Nāṭya Śāstra

Die Lehrschrift des sagenhaften Weisen Bharata

Das "Lehrwerk über das Theater", ca. 1.-3. Jh. n.Chr., gilt als die älteste erhaltene Quelle, die die Besonderheit darstellender, künstlerischer Verfahren beschreibt. Sein Einfluß reicht weit über die Grenzen Indiens hinaus: Die darstellenden Künste Indonesiens und wahrscheinlich auch Chinas sind von diesem Werk zumindest beeinflusst.
^^^^^^^^
* AUFGABE
Schreiben Sie aus dem Text über das Nāṭya Śāstra den Abschnitt wortgetreu ab, der mit den Worten „Die Lehrschrift des“ einsetzt und mit „diesem Werk zumindest beeinflusst.“ schließt.
^^^^^^^^
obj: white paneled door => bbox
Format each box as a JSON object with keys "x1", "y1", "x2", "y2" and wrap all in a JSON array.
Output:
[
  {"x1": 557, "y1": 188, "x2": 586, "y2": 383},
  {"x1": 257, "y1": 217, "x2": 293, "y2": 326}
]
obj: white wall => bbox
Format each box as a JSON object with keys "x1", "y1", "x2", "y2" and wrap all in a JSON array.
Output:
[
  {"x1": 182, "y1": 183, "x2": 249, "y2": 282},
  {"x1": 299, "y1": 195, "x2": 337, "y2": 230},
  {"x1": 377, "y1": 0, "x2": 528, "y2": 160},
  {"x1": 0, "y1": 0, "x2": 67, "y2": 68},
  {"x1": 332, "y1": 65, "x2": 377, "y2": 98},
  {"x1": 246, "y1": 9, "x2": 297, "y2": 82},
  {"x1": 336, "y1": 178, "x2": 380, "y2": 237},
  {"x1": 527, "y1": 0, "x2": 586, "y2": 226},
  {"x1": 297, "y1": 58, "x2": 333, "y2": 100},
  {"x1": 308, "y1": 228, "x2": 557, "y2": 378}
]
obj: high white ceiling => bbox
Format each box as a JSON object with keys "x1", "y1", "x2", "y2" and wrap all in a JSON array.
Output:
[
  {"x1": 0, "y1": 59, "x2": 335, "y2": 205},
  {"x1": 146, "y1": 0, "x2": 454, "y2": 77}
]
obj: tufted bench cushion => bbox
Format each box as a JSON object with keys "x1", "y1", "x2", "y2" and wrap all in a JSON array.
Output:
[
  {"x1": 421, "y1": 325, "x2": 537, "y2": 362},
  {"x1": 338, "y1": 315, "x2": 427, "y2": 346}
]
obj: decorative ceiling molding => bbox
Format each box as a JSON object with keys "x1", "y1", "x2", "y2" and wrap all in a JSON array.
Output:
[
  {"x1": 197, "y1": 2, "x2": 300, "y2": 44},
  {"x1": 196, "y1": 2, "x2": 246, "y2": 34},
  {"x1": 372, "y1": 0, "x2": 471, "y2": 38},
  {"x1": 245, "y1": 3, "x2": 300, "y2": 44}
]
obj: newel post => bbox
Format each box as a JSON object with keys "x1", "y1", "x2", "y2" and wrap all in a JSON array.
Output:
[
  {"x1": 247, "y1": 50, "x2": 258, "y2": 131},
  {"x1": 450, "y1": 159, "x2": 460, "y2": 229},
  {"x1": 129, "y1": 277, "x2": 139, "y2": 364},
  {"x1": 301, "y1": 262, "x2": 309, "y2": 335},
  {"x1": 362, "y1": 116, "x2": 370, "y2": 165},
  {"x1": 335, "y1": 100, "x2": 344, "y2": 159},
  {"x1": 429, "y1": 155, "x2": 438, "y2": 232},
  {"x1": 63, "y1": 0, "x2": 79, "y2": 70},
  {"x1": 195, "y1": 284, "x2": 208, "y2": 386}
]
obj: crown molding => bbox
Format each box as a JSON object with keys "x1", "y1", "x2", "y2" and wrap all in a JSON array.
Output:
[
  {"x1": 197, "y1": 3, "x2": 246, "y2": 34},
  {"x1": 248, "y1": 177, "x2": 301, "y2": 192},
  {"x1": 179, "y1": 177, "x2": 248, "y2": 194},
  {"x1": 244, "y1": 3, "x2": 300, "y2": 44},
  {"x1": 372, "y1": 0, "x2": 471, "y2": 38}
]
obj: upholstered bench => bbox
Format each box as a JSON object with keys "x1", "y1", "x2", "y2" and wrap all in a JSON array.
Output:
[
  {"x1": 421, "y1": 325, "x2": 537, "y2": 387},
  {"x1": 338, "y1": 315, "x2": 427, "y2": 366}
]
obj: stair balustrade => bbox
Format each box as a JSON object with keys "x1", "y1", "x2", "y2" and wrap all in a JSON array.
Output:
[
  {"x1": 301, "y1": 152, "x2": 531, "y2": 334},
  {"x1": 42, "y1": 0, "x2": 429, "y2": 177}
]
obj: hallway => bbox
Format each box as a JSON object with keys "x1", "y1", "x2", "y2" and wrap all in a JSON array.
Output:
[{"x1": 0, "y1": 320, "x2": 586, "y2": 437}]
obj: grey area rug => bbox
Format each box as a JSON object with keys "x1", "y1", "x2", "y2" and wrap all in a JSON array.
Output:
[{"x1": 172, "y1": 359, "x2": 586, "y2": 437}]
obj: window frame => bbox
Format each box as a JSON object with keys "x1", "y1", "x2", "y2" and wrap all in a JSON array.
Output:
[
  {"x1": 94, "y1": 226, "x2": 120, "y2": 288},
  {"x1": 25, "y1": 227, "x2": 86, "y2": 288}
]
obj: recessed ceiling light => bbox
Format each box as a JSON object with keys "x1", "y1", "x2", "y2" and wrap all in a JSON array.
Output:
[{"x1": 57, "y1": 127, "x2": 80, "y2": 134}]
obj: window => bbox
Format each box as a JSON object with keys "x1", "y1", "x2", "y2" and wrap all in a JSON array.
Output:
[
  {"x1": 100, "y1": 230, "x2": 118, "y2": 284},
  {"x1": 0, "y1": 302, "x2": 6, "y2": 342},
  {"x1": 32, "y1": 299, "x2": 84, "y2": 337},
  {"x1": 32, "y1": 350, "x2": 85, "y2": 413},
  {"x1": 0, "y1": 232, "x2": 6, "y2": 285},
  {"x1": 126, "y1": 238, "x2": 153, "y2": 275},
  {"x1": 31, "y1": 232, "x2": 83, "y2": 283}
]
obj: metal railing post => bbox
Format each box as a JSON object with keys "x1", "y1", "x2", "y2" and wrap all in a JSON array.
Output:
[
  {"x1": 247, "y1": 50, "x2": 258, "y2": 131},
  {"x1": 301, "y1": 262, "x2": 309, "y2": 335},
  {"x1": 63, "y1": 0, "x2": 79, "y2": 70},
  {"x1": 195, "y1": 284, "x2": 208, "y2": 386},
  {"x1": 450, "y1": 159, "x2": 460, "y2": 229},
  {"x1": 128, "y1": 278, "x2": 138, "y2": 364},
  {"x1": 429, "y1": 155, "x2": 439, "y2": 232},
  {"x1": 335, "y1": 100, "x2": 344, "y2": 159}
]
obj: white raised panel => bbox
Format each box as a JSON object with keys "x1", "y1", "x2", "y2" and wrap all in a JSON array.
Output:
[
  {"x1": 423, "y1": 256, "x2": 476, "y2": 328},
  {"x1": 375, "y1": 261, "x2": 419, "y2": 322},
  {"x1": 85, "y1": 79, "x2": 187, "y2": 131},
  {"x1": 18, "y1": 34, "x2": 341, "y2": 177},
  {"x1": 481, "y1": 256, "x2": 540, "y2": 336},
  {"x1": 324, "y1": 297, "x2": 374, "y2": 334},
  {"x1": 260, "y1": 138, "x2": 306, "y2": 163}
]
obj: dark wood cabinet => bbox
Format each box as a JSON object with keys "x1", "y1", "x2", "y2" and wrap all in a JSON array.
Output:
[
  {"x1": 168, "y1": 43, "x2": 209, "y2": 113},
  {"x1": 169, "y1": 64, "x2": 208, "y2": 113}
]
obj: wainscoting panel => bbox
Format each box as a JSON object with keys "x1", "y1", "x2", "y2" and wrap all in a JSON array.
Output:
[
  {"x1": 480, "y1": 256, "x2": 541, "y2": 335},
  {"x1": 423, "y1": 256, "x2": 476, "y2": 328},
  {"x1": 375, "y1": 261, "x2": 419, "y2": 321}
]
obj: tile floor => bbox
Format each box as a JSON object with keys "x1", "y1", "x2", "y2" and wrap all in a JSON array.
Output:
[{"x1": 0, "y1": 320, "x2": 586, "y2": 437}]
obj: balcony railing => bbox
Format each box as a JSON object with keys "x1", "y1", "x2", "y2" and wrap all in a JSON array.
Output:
^^^^^^^^
* ANTWORT
Die Lehrschrift des sagenhaften Weisen Bharata

Das "Lehrwerk über das Theater", ca. 1.-3. Jh. n.Chr., gilt als die älteste erhaltene Quelle, die die Besonderheit darstellender, künstlerischer Verfahren beschreibt. Sein Einfluß reicht weit über die Grenzen Indiens hinaus: Die darstellenden Künste Indonesiens und wahrscheinlich auch Chinas sind von diesem Werk zumindest beeinflusst.